TEXT SHOWN:
Welsh: It’s a little late for that.
Ray: What about the assault on Fraser. Warfield called that, can’t we make that stick?
Welsh: They say Fraser was disorderly.
Ray: Disorderly? His hair’s not even disorderly.
Fraser: Well it can sometimes stick out.
Stella. They got 12 witnesses who’ll swear he was threatening Warfield. Constable, no one gets convicted on a first time assault that doesn’t actually result in bodily harm. My God, you can almost beat someone to death in this city and not get convicted. I’m sorry.

Frank: You get our protection?
Fraser: In a manner of speaking. Shall we?
Tommy: You better have our protection. [Warfield passes and cocks a finger at Tommy]
Fraser: It’s just a finger son. It’s not loaded.

[Consulate]
Fraser: Here we are.
Frank: This is the safe house?
Fraser: Couldn’t be safer. I also have several bedrolls here.
Tommy: I thought we’d get a nice hotel room. Maybe a nice looking police woman to look after us.
Fraser: Well here comes one now.
Thatcher: [carrying two glasses of Christmas cheer] I thought perhaps a little seasonal…
[ Frank snags one, Tommy the other]
Frank: Don’t mind if I do. Cheer.
Thatcher: What are you doing bringing homeless people here. It’s Christmas for God’s sake.

Coordinate annotation records

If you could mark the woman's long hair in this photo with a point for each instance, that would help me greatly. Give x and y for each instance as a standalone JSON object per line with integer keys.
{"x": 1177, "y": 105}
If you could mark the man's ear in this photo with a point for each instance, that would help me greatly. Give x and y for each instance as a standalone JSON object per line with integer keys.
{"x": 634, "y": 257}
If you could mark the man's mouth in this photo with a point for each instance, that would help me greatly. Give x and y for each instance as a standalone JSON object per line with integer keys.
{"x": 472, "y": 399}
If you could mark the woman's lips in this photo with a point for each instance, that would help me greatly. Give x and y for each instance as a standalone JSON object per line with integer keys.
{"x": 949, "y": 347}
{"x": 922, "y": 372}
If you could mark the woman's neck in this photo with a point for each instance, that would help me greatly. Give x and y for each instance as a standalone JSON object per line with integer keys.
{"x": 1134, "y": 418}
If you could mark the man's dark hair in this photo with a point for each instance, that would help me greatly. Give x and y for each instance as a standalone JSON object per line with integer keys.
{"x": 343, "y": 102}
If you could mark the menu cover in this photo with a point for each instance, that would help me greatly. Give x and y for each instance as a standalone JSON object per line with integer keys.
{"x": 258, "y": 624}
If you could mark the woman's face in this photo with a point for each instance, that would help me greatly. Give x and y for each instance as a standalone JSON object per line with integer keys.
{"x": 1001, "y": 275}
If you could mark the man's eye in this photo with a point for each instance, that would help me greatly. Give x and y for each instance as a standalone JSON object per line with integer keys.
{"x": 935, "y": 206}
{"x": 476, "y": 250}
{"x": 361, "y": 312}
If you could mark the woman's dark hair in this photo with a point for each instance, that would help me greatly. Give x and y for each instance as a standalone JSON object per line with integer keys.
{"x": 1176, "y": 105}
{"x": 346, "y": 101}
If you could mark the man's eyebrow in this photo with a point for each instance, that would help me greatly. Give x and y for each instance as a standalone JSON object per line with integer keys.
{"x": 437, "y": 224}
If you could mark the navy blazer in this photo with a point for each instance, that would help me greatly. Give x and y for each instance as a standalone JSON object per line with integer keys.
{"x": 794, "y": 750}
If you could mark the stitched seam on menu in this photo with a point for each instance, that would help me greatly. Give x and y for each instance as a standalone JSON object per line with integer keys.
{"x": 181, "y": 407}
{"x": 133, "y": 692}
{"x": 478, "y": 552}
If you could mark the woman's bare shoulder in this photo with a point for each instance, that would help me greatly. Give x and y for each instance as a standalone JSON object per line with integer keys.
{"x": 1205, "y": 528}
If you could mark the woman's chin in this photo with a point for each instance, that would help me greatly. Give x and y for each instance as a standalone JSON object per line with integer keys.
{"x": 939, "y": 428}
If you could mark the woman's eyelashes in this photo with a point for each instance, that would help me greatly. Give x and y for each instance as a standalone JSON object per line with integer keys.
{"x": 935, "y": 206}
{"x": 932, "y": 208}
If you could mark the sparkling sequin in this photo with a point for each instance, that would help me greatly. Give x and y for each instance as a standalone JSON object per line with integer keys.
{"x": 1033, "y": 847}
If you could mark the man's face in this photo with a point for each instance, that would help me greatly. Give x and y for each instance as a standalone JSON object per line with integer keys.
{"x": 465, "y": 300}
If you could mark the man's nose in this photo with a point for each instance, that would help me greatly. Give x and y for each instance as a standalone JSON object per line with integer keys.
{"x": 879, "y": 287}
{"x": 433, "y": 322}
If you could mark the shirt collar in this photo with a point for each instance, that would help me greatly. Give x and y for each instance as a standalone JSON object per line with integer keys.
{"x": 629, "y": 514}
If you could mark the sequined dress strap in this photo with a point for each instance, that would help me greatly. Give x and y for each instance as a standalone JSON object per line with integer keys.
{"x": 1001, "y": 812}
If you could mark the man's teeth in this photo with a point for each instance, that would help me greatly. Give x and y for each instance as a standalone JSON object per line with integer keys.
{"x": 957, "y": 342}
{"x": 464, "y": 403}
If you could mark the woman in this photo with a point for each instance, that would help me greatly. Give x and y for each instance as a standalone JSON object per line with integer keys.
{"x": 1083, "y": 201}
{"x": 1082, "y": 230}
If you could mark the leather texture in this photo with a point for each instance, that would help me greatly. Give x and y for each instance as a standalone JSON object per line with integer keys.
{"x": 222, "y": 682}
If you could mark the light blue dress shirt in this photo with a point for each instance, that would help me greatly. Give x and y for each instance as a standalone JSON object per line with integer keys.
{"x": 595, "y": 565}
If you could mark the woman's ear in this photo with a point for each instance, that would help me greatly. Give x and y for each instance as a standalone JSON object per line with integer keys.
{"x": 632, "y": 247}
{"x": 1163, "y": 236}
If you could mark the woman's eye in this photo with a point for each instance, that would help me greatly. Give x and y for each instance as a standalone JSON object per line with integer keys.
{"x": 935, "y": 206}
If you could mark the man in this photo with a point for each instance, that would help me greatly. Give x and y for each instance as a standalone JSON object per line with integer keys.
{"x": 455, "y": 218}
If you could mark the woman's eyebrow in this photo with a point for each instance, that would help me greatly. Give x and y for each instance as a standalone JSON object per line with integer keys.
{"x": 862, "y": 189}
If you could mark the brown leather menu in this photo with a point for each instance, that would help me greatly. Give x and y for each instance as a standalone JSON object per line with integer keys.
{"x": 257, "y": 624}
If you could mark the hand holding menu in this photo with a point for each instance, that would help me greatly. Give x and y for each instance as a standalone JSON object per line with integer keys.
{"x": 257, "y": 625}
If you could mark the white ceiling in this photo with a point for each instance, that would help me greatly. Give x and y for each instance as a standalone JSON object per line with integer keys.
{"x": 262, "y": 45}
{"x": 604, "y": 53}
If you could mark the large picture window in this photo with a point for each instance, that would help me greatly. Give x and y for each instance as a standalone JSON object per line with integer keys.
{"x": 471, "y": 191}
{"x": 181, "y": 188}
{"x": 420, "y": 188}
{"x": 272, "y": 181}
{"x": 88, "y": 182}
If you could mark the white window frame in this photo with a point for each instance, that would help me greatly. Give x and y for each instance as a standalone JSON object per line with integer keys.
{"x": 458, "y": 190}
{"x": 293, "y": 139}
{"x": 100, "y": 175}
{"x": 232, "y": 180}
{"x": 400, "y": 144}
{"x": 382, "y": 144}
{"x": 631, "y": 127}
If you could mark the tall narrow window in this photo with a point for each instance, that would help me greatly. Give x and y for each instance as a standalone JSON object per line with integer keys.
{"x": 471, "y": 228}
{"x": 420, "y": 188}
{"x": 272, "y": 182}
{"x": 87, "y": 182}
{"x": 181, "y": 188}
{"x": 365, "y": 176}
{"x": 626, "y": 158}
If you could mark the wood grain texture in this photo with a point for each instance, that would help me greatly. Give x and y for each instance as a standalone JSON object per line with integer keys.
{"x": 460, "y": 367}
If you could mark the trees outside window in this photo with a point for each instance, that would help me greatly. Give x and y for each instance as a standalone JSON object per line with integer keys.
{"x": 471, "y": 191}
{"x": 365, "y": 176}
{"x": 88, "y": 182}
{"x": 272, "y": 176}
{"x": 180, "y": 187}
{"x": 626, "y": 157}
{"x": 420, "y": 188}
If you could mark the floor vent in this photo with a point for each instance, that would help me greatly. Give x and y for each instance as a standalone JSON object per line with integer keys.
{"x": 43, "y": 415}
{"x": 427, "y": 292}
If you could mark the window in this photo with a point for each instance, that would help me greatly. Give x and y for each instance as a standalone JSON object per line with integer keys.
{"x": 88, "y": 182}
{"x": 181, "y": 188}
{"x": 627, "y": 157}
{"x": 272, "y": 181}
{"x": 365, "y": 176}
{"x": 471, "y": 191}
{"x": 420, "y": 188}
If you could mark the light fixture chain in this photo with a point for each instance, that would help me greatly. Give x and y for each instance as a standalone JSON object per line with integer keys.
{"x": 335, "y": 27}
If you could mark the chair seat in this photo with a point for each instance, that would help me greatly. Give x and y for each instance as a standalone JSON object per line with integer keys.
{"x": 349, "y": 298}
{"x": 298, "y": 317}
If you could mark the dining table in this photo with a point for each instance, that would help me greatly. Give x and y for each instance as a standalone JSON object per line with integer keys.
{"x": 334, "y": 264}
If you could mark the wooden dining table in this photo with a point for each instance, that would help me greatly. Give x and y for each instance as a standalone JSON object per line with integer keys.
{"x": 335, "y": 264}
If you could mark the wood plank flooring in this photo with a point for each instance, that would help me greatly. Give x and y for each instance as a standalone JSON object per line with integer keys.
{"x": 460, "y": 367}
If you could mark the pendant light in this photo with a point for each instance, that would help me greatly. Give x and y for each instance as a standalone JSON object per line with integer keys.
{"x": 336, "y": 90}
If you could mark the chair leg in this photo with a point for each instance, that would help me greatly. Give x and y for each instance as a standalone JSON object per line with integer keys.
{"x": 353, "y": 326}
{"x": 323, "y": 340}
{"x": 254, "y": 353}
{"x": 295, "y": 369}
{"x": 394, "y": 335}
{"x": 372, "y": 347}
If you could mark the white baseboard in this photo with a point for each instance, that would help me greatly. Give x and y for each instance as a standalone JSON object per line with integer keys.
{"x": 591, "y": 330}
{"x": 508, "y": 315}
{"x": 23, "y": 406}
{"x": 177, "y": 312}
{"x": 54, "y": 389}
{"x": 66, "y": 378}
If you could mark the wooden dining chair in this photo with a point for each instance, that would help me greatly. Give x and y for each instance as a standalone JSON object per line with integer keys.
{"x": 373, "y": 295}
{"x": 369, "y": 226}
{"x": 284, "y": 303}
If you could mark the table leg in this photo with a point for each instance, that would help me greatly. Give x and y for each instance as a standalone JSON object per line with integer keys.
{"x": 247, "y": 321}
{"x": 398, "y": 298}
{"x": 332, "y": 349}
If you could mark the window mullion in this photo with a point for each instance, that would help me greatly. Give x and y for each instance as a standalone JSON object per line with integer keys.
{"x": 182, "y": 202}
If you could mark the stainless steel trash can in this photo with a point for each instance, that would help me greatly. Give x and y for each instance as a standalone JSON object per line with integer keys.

WHAT YOU NEED TO DO:
1 > In the script scene, what does Fraser say he has at the safe house?
2 > Pick up the script scene at the consulate after Thatcher's final line and write what comes next.

THE RESPONSES:
1 > Several bedrolls.

2 >
Fraser: I realize that but these friends of mine are well they’re needy. I thought with your permission they could stay with us for a couple of days.
Thatcher: This is a Canadian Consulate, not a homeless shelter.
Fraser: I understand that. suffice to say there are issues of justice and individual liberty at play here. And it is Christmas.
Thatcher: My point exactly. I’ll leave this to you. So far, but tomorrow you, Turnbull and I shall sit down and discuss the decorations for the Consulate. What color bulbs to sue. The tinsel – I found some fabulous gold ribbon for the tree. And of course spirit of giving, peace on Earth, blah, blah, blah.
Frank: We’re going to sleep here?
Fraser: Yes.
Frank: No offense but I’m getting a little too old to sleep on the floor.
Fraser: Well I’m uh, I’m not actually sure that’s a good idea. [distracted by the music coming from the closet]
Frank: Dog snore?
Fraser: No. Well yes. Well you do. You know perhaps you gentlemen could take him for a couple of laps in the hallway. We tend to sleep much more soundly after a little exercise. Uh, Dief. [they go to the hall, Fraser into the closet]
Fraser: Dad, I have guests.
Robert: Well pardon us for living.
Fraser: What’s going on here?
Robert: The group are making some gifts for the orphans. Brightening up their Christmas.
Fraser: You have orphans in the afterworld?
Robert: Well not really. They’re just kind of lost. The group of six have always been known for their charity.
Fraser: Dad, there was a group of seven.
Robert: No, not in our group. Always six except for that one time we let in Rene Theobolt, but he got into the turfs. So what are you hoping to get these wisemen to do?
Fraser: Their duty.
Robert: Theirs or yours? You know son, not everyone thinks the way you think. Not everyone has your dedication. Your commitment. Your, well frankly, your rigidity.
Fraser: I’m only doing what you taught me.
Robert: Well I learned a few things since I died.
Fraser: Such as?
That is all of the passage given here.